> [Task requirements]: Rewrite every line of the listing below, requests included, but leave out the pictures. Multiply each point coordinate in the answers by 2.55 and round to the nearest whole number, with halves rounding up.

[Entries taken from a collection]
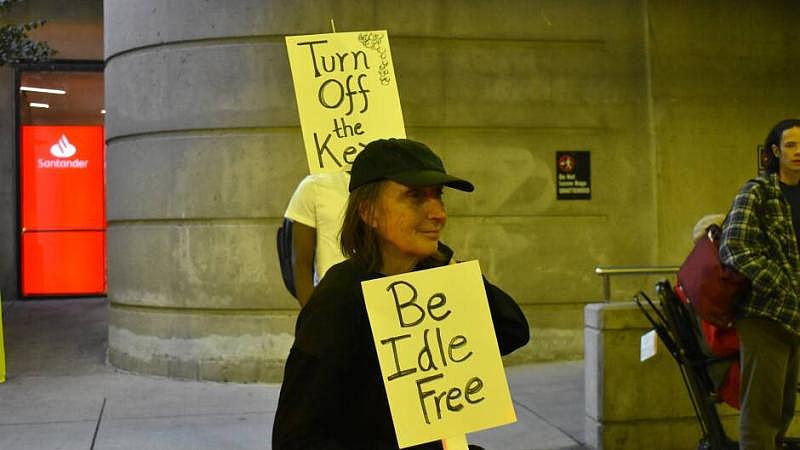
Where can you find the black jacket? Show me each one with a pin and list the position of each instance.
(332, 395)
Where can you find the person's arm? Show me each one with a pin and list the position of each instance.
(304, 244)
(313, 389)
(510, 325)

> [Answer to the task]:
Where can you find the black jacket? Show me each one with a pin and list the position of each instance.
(847, 1007)
Where can you find the person's arm? Show me each one with a pin and list the position of each instance.
(775, 622)
(798, 992)
(1301, 829)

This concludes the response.